Senator COOK(4.45) —This matter of public importance signals a new strategy-the poetic might even say a lunatic, mock heroic strategy-from the Opposition. Instead of attacking us at our weakest point the Opposition has launched a human wave assault from its front bench at our strongest point-the fortress of the Australian Labor Party-led economy. It could be that the ideologues of the Opposition believe their rhetoric and perhaps that is why they are doing that. It could be that the new approach is born out of desperation and frustration because, as the economic progress inexorably continues, the chances of a Peacock-led government recede. Perhaps that is why the Opposition is doing that. It could be that the Opposition is gripped by childhood images of the Boys' Own Annual-or girls'-and the Opposition hopes that it will be eulogised in verse like the Charge of the Light Brigade. Perhaps that is why it is doing that. The realists among us know that the situation is different. The last assault upon the fortress of the economy-an attack upon the Government a month ago about the waning fortunes of the Australian dollar-resulted in confidence in both the dollar and the Government rising. The Opposition is not so much poetic as foolish. It is as irrelevant as its arguments, which are irrelevant indeed.

The facts about the Australian economy are that since 1983 when we came to power we have strongly signalled our intentions and acted firmly on them. All of the macroeconomic measures we have proposed have been taken up. There is no mystery about where the Hawke-led Government stands on the economy. We have been bold, moved confidently and delivered upon our promises. Even the audience to which the Opposition is appealing now with this matter of public importance is not listening. Last night on a special edition of the National the Business Council of Australia indicated through its President, Mr Bob White, strong support for the Government's position. I want to quote a few excerpts from the question and answer routine on that program. The transcript states:

JOURNALIST: If you are a little more confident now, how can we expect your confidence to manifest itself? How will the Government be able to measure this confidence?

The President of the Business Council of Australia, Bob White, referring to the May economic statement delivered by the Treasurer (Mr Keating) last night, replied:

I think there will be widespread support. It will be very difficult for any single area of the community to criticise the Treasurer's policies or Treasurer's announcement tonight because virtually no area of activity has been exempted from the Government's attempt . . .

The transcript continues:

JOURNALIST: Mr White are we now likely to see more investment, more sales, more jobs, that sort of thing, as a result-now that you're getting what you want?

WHITE: I think this will restore a lot of confidence in the investment community.

That is the Business Council commenting upon the Treasurer's May economic statement. To traverse the reviews that statement has received, let me go to another speaker, Mr Ken Court, the son of the conservative former Premier of Western Australia, Sir Charles Court. Mr Ken Court is now President of the Australian Chamber of Commerce. He said:

. . . the statement should be warmly applauded as a first attack on waste and inefficiency in Federal public spending.

The spending reform should be extended by a tripartite review of waste and inefficiency . . .

→ **Supplied data**:
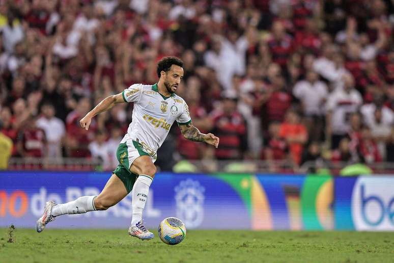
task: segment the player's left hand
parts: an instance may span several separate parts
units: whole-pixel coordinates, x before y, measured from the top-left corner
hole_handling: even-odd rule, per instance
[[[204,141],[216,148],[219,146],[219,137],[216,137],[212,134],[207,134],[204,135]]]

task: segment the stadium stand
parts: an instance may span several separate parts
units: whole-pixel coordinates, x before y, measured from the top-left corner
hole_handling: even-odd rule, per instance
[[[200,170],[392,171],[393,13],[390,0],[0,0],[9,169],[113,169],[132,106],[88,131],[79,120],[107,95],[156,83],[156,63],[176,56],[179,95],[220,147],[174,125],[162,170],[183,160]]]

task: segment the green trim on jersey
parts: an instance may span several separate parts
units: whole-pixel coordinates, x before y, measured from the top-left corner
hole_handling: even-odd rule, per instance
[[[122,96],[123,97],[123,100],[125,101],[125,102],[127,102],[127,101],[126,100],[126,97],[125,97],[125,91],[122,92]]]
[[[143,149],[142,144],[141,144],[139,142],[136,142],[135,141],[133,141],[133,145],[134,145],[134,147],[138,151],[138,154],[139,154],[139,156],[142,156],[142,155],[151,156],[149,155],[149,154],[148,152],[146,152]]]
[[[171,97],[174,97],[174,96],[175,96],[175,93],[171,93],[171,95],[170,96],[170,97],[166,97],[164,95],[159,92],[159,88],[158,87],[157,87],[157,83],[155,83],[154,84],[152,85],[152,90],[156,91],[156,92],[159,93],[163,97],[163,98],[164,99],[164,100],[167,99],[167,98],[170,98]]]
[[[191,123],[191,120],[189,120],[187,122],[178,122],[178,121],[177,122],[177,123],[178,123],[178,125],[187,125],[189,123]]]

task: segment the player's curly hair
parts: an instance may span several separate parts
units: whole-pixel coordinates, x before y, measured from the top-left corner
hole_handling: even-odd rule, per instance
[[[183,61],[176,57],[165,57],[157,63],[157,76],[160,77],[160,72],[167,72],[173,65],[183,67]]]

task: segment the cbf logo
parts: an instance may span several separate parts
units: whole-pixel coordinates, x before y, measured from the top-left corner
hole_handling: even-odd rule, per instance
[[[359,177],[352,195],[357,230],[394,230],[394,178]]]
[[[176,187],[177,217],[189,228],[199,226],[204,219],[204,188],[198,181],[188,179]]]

==

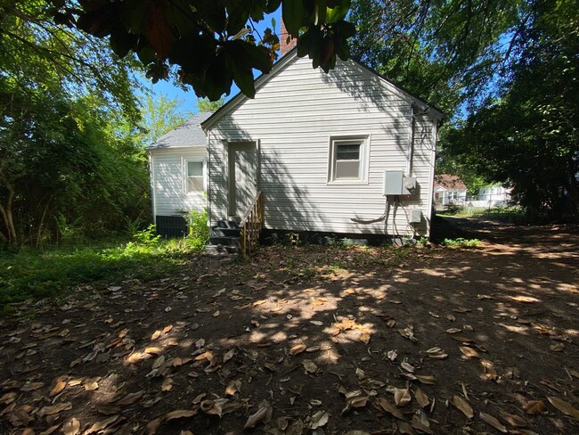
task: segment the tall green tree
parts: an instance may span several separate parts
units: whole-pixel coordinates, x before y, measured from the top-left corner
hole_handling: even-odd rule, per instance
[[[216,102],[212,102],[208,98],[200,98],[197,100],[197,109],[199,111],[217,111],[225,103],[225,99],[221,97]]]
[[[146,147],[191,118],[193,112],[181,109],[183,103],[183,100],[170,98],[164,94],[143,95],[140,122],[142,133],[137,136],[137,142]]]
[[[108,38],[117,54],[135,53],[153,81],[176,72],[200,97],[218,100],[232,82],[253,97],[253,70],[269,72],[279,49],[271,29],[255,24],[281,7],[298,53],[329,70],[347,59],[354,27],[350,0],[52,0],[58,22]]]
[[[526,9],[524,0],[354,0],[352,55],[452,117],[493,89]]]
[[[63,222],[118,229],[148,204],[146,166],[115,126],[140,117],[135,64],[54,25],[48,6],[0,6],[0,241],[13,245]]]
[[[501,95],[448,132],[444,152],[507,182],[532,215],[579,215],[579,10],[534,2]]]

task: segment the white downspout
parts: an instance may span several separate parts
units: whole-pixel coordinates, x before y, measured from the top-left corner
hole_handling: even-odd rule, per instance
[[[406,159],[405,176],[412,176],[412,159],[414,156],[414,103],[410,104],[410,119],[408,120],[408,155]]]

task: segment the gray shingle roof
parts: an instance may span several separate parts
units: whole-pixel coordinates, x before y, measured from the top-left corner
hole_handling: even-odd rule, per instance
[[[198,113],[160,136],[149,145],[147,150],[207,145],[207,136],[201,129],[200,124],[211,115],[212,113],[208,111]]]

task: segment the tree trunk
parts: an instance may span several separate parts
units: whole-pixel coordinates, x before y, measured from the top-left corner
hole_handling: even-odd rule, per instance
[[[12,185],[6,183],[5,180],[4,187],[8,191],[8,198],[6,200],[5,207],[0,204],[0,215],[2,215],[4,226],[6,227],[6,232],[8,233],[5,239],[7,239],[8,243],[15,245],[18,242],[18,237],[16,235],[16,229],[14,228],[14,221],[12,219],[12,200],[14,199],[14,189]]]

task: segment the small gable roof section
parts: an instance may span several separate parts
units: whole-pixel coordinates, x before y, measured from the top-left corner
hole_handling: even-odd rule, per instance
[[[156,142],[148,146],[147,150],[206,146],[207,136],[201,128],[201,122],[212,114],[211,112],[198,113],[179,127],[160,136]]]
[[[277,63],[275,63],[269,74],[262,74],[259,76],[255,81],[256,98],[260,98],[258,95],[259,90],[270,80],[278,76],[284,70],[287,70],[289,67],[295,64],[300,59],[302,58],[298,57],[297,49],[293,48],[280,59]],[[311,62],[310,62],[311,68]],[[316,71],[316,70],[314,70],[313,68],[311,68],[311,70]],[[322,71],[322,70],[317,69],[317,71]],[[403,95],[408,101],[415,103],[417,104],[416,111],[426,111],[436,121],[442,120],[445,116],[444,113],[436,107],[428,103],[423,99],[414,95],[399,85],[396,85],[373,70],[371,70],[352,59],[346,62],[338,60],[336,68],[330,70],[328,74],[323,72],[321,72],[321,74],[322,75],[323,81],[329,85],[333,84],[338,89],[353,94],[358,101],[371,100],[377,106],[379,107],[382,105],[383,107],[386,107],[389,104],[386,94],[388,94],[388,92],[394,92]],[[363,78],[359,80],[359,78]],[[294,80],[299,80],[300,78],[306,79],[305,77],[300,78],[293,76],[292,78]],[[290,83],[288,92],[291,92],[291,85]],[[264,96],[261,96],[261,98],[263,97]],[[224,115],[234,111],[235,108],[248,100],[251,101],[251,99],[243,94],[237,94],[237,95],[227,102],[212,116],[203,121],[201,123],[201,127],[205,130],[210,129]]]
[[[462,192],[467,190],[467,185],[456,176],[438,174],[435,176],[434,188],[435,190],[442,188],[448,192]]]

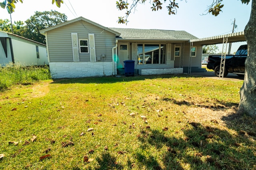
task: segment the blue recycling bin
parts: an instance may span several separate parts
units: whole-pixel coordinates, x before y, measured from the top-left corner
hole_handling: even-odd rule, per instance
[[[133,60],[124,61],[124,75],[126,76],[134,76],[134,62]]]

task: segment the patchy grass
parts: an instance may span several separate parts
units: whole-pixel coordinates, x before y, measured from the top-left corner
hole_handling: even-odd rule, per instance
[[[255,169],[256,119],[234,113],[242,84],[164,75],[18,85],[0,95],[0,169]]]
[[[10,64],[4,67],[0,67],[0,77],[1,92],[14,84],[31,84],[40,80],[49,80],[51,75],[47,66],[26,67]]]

...

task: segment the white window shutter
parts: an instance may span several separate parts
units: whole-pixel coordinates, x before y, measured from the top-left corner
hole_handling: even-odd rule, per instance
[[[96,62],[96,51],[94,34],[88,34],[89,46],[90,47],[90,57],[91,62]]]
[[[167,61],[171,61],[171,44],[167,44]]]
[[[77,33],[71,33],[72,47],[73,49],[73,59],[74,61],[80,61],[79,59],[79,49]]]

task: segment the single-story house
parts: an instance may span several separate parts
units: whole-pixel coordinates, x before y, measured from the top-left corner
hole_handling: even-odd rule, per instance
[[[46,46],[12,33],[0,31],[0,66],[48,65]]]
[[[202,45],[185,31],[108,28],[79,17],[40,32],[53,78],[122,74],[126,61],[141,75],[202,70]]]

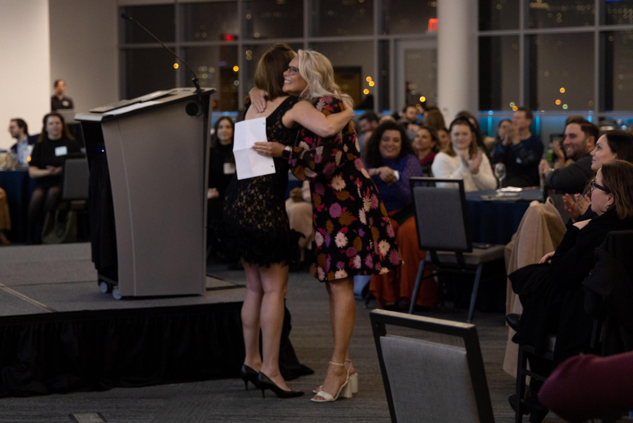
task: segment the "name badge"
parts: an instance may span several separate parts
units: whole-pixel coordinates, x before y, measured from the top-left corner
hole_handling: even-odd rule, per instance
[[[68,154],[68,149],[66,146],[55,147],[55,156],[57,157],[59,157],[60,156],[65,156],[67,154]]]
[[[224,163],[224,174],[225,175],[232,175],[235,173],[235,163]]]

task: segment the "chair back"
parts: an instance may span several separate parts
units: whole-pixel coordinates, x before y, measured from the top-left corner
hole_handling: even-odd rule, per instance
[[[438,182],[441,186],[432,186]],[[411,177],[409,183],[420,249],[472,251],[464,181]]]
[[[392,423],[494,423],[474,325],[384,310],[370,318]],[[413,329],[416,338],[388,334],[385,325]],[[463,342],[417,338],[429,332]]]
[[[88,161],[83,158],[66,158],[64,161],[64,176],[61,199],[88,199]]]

→ **Direction**: Reproduce word for word the part of the Senate speech on the economy starting with "That is the" and going on through "Federal public spending.".

→ **Exercise result**:
That is the Business Council commenting upon the Treasurer's May economic statement. To traverse the reviews that statement has received, let me go to another speaker, Mr Ken Court, the son of the conservative former Premier of Western Australia, Sir Charles Court. Mr Ken Court is now President of the Australian Chamber of Commerce. He said:

. . . the statement should be warmly applauded as a first attack on waste and inefficiency in Federal public spending.